▸ Description of the task
For this exercise, write out each entry below exactly as it reads.

*** Opening of Data to process ***

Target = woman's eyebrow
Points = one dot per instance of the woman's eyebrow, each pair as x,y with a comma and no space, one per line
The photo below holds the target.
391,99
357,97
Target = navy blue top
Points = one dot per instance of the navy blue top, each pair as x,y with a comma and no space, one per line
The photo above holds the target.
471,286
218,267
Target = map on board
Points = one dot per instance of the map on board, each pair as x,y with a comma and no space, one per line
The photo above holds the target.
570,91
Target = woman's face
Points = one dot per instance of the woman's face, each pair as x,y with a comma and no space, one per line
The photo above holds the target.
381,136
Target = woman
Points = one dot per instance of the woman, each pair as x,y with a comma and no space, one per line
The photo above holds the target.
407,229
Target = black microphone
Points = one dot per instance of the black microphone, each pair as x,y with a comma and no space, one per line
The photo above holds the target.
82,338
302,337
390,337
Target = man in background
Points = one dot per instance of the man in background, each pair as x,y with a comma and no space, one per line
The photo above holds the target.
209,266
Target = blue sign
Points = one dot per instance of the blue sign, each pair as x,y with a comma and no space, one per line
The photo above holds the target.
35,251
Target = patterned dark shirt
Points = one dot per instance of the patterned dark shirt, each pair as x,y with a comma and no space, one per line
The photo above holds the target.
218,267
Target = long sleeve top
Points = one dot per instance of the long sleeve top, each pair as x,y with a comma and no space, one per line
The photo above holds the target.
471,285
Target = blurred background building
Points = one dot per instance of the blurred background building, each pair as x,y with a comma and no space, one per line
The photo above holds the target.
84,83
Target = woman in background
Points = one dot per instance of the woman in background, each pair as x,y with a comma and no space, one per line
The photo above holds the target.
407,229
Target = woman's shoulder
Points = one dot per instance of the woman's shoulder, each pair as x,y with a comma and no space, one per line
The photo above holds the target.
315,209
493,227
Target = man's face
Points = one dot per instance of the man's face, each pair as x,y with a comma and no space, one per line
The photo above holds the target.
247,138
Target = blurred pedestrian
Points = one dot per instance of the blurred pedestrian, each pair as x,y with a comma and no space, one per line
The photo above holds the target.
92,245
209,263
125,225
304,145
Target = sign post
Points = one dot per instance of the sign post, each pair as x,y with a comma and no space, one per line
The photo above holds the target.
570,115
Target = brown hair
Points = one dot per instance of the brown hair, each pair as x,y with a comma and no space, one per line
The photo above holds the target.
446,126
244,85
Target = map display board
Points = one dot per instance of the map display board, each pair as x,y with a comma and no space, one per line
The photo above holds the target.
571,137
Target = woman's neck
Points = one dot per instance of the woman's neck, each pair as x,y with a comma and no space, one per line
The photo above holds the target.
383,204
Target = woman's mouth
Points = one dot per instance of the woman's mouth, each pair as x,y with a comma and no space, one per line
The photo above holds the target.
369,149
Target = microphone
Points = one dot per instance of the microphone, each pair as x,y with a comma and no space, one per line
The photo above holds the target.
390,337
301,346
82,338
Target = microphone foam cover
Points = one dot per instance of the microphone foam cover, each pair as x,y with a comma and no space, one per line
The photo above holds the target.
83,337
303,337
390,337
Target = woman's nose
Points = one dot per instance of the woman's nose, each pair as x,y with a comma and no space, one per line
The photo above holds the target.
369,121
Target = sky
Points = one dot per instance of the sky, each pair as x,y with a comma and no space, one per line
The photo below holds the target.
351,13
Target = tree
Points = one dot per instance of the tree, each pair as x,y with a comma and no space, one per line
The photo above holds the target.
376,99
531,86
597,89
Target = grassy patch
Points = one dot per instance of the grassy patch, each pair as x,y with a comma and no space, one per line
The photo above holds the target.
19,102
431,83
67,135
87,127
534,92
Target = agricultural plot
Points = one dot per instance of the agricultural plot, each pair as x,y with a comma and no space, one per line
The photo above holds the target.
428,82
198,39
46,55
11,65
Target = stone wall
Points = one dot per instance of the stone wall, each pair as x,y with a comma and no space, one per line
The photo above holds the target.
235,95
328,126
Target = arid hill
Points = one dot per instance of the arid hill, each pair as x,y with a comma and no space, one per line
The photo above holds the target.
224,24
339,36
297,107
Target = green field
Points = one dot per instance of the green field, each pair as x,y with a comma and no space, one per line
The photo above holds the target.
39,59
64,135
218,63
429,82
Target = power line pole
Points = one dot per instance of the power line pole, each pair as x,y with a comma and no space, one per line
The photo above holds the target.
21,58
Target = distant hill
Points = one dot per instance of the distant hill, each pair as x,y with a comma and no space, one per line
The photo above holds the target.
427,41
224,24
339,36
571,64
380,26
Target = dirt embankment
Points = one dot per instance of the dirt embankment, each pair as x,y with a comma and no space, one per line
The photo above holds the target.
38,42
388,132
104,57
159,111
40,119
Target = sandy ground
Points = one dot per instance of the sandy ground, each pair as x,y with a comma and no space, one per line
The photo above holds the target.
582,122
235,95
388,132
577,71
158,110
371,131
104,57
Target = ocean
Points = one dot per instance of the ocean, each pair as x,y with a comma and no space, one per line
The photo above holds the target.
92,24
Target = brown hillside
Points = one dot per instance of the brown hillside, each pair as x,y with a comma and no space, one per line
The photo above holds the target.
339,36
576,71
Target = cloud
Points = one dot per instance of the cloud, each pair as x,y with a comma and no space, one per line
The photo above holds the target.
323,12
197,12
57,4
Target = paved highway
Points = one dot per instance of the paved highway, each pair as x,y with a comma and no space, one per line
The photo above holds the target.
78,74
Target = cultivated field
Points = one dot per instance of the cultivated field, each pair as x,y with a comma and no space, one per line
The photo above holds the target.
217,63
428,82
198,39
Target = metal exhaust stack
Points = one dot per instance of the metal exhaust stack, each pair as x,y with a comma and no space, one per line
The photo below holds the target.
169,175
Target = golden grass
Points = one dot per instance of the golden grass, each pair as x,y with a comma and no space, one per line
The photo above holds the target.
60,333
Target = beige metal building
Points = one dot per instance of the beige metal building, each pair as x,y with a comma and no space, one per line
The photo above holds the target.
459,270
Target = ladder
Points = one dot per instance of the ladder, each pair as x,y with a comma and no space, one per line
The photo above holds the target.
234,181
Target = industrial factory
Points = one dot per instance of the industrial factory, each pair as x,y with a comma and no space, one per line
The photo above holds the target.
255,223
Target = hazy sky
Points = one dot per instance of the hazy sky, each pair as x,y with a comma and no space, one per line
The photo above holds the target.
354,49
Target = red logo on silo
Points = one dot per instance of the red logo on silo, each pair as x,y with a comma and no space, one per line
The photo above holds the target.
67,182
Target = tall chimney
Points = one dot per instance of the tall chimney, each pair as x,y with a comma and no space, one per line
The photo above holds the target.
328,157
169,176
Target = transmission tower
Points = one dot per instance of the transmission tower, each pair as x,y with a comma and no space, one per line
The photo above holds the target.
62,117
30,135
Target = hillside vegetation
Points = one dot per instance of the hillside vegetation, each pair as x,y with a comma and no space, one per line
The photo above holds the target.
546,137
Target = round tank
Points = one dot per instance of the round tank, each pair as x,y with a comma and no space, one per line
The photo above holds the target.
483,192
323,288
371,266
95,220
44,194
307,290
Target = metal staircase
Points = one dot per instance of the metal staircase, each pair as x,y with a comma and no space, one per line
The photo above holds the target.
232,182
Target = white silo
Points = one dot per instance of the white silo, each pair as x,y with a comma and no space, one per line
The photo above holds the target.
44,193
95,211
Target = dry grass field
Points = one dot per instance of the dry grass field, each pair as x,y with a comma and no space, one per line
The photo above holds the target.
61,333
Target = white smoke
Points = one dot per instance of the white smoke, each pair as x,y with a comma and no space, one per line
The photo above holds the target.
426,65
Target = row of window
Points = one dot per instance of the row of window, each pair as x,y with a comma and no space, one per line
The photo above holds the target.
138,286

*** Close of Data to process ***

▸ Solution to this problem
Target = woman's eyebrow
Points = one dot per instance of the woman's eyebrow, each pair as x,y with a comma and no space, one per line
The photo below holds the target.
391,99
357,97
Target = navy blue top
Points = one dot per instance of the navy blue top, each pair as x,y with a comma and no space, one per line
The photo above holds the target.
471,286
218,267
Target = map on board
Points = one dot per instance of the map on board, each pair as x,y with a comma and no space, one per line
The photo above holds the target.
570,91
Target = woman's face
Points = one dot per instance of the woman's face, each pair as x,y with a comma and no space, one per line
The photo above holds the target.
381,136
Target = woman
Points = one dot per instance of the woman, each pair as x,y with a comma and no space, one per line
The photo above holds the target.
407,229
Target = black microphone
Points = one dot per instance of the black microphone, each pair as x,y with a comma and no space, one per line
The photo above holds the target.
82,338
302,337
390,337
Target = man in background
Points = one dot per instance of the man in background, each pair as x,y with a comma and no space, one per line
The photo above holds the target.
209,266
Target = blue sign
Points = one dot per instance of the blue sign, each pair as x,y with a comma and no space, one per line
The photo above holds the target.
35,251
Target = patterned dark shirt
Points = one dot per instance of the patterned dark shirt, each pair as x,y with a comma and no space, one per line
The photo above holds the target.
218,267
Target = long sleeve top
Points = one dot per instance of the long sleeve top, each pair as x,y with a comma and no space, one per line
The photo above holds the target.
471,285
Target = blurred background building
Points = one dot per instance of the blurred background building, each pair as x,y with a comma and no space, one per line
The photo above holds the target.
84,83
Target = woman in background
Points = one dot per instance of the woman in background, each pair as x,y with a comma and no space, one per line
The photo above holds the target.
407,229
Target = woman's shoulder
Points = one dot per instance of the woman's shoulder, each pair as x,y with a comma and no space, one per line
The photo above holds the target.
315,209
493,227
Target = man's face
Points = one dot per instance of the man's face, each pair as x,y with a comma and no space, one per line
The photo above holds the target.
247,138
Target = blurred pedestrian
Points = one dot per instance of the blurred pedestrian, each pair as x,y with a comma and no space, one per line
The photo above holds the target.
92,245
209,263
125,225
304,145
Target = sign post
Points = one dot per instance of the sign post, each pair as x,y with a comma and no space, one per line
The photo above holds the target.
570,115
Target = brown hair
Points = one dot per instance of the brown hair, each pair as x,y with a comma and no space, one per line
The photo above holds the target.
446,126
244,85
Target = map display board
Points = one dot per instance of the map display board, each pair as x,y with a comma and no space, one per line
The photo above holds the target.
571,137
Target = woman's neck
Points = one dot per instance of the woman's neck, each pair as x,y with a comma and no space, one per line
The photo above holds the target.
383,204
Target = woman's mouth
Points = one dot per instance of the woman's mouth, each pair as x,y with a comma and no space, one per line
The photo above holds the target.
369,149
Target = microphone
Points = one dot per instance of the microphone, each pair as x,y with a comma and no space, one per line
The photo above holds the target.
390,337
301,346
82,338
Target = microphone foam cover
Points = one dot per instance of the microphone foam cover, each pair as x,y with a comma and no space, one per line
The photo above holds the target.
83,337
303,337
390,337
Target = woman's nose
Points = one dot per instance of the woman's nose, each pair as x,y with a comma and no space, one per line
The photo above holds the target.
369,121
Target = sky
Points = one dot per instance of the sky, each pair as x,y with a comma and no space, one per line
The photo below holds the target.
351,13
Target = tree
Points = one dot per instance of the tree, each pair as x,y with a comma and no space, one per line
The photo above holds the target.
376,99
531,86
597,89
Target = grassy patch
Points = one dot per instance of the grassy patch, each pair as x,y with a comma and no space, one per line
The photo above holds the target.
19,102
431,83
67,135
87,127
534,92
Target = agricultural plot
Points = one dot per instance of the agricultural plot, each pair as x,y with a comma and no space, one per line
The photo above holds the target.
428,82
198,39
46,55
11,65
Target = stone wall
Points = one dot per instance of the stone wall, each pair as x,y with a comma and no space, one per line
The photo above holds the target.
235,95
328,126
Target = arid hill
Points = one dot per instance of the arid hill, each pair as x,y with a comma and no space, one per line
The photo above holds the target.
224,24
339,36
297,107
Target = green field
Points = one dot per instance of the green field, each pair as x,y with a comma and no space, one per line
The photo above holds the target.
39,59
64,135
218,63
429,82
Target = power line pole
Points = one dot per instance of the power line pole, each pair as x,y with a comma and no space, one per line
The photo above holds the target.
21,58
Target = distant hill
Points = one dot per instance of the distant hill, each pair as x,y with a comma and no space, one per line
The photo above holds the target.
427,41
224,24
339,36
571,64
380,26
Target = dirt embankment
Points = one dot per instance of the dirt embankment, each pair as x,y with a comma and no space, one per line
The photo above holds the target.
38,42
388,132
104,57
159,111
40,119
Target = sandy ground
Points = one dot per instance of the sandy ground, each pair as x,y with a comma and no space, one per line
The photo above holds the target.
582,122
235,95
388,132
577,71
158,110
371,131
104,57
Target = ocean
Points = one dot per instance of the ocean, each pair as x,y with a comma and no space, one per line
The photo above holds the target.
92,24
Target = brown hillside
Points = one dot per instance of the brown hillside, each pair as x,y with a comma and no space, one per line
The photo above holds the target.
339,36
576,71
Target = cloud
Points = one dot per instance of the cloud, each pair as x,y with a comma and no space, one per line
The photo above holds the target.
323,12
197,12
57,4
Target = paved highway
Points = one dot per instance of the paved highway, each pair as x,y with a comma and no space, one per line
The photo above holds the target.
78,74
Target = cultivated field
Points = one dot per instance of the cultivated field, each pair as x,y with a comma and no space, one per line
The photo above holds the target.
217,63
428,82
198,39
Target = metal exhaust stack
Points = one dot per instance of the metal exhaust stack, each pair as x,y with a comma and no space, one per line
The photo below holds the target.
169,175
Target = golden grass
Points = one dot per instance of the golden grass, each pair as x,y with a comma and no space, one per line
The photo above holds the target.
60,333
Target = beige metal building
Points = one dot per instance of the beige metal building, each pair as x,y with a comma and no space, one per line
The photo above holds the target.
459,270
Target = ladder
Points = one dot per instance of the ladder, each pair as x,y with a comma and no space, one per line
The photo above holds the target.
234,181
Target = industrial factory
Points = one dot per instance of the industrial factory, each pair as x,y with a comma and no space, one per line
The photo above holds the target.
255,223
Target = hazy sky
Points = one dot per instance of the hazy sky, each pair as x,y with a comma and no space, one per line
The photo above holds the target.
354,49
Target = red logo on silo
Points = one dot per instance of the red logo on silo, each pair as x,y with a comma and no space, one per line
The photo above holds the target.
67,182
Target = tall chimney
Points = one dot per instance of the tall chimney, each pair as x,y with a comma and no space, one per line
The photo above holds the target.
328,157
169,176
Target = transmission tower
Points = one dot per instance of the transmission tower, each pair as x,y with a comma and no space, one per line
The photo above holds the target.
62,117
30,135
Target = hillside vegetation
Points = one dot per instance of the hillside vegetation, each pair as x,y with a comma and no space, one per line
The photo above holds the target.
546,137
Target = round tank
Points = one dot per instance of the round tank, each pair as x,y with a comma and no space, one per line
The photo above holds the target.
483,192
323,288
371,266
95,220
44,194
307,290
Target = metal staircase
Points = one dot per instance of the metal staircase, each pair as x,y with a comma and no space, one per line
The photo above holds the target.
232,182
Target = white silo
Points = one dot per instance of the white silo, each pair as x,y with a comma and no space, one per line
The photo above holds the target.
44,193
95,211
Target = dry grass field
Points = one dot per instance of the dry grass field, each pair as x,y with a comma and no space, one per line
The photo above holds the target.
61,333
Target = white smoke
Points = one dot per instance of the white smoke, each pair as x,y with a comma and no space, one per line
The photo above holds the target.
426,65
Target = row of window
Points = one dot per instance of the row of window, each pair as x,y with a comma and no space, one per line
The photo above holds the target.
138,286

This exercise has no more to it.